WHAT IS BEING ASKED. Pick out each line in the records below that contains the word "white".

ENTRIES.
--------------------

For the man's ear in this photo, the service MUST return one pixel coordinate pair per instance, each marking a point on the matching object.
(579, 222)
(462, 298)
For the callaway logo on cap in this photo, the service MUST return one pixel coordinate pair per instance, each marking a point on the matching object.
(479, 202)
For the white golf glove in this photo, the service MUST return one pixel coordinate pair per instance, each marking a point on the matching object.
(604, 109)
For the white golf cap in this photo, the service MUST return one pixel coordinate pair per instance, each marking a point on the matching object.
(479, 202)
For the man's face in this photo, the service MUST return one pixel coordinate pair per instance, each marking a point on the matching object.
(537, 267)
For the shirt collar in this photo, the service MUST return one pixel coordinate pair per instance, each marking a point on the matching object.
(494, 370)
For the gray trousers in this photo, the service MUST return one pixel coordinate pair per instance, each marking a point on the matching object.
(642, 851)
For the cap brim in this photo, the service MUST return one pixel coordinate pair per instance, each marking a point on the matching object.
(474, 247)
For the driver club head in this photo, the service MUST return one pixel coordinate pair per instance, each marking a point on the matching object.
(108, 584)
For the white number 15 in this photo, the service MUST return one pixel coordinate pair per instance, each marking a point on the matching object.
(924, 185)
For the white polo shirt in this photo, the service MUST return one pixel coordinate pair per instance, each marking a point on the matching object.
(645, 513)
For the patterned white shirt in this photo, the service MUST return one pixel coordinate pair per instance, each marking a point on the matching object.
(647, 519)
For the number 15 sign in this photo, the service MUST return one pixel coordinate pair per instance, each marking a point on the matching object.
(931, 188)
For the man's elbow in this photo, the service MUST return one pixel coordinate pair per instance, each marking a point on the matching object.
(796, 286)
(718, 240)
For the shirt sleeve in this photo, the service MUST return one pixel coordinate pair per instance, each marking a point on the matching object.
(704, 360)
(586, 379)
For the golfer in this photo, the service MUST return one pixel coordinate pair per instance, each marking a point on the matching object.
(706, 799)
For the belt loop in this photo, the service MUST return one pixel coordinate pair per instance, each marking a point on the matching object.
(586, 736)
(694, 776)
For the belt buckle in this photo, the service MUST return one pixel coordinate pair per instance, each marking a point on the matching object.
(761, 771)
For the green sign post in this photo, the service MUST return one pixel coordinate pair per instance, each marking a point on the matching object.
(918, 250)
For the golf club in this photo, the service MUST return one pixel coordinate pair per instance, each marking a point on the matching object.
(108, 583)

--------------------

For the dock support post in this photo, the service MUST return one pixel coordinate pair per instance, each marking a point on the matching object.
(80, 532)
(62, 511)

--------------------

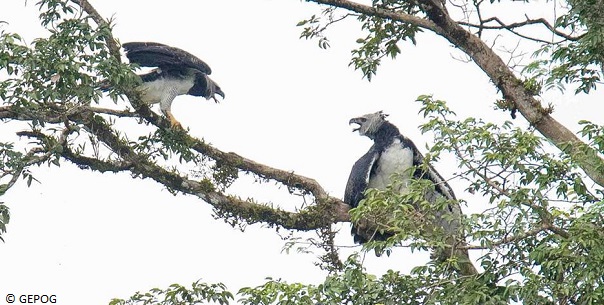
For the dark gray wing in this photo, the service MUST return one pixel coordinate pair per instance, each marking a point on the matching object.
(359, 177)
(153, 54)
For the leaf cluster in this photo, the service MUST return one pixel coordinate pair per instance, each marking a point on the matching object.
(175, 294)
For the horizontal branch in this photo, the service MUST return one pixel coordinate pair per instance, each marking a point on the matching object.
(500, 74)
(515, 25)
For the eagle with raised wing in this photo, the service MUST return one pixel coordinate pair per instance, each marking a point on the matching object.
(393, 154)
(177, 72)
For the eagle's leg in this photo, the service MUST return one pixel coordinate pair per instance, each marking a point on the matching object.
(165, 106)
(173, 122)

--------------------

THE SOLUTION.
For the white golf glove in this photo, the service MUST return one pixel coordinate pair per instance, each marking a point on the matching object.
For the white golf cap in this photo, the service MUST return one pixel coordinate pair per instance, each marking a point on the matching object.
For the white number 15 in this photo, the service MUST return one pixel coordinate pair per instance, each marking a point on the matching object.
For the white polo shirt in this photo, the service MUST return one pixel coordinate pair per instance, each marking a point on the matching object.
For the patterned white shirt in this photo, the service MUST return one pixel coordinate pair per instance, each marking a point on the matching object.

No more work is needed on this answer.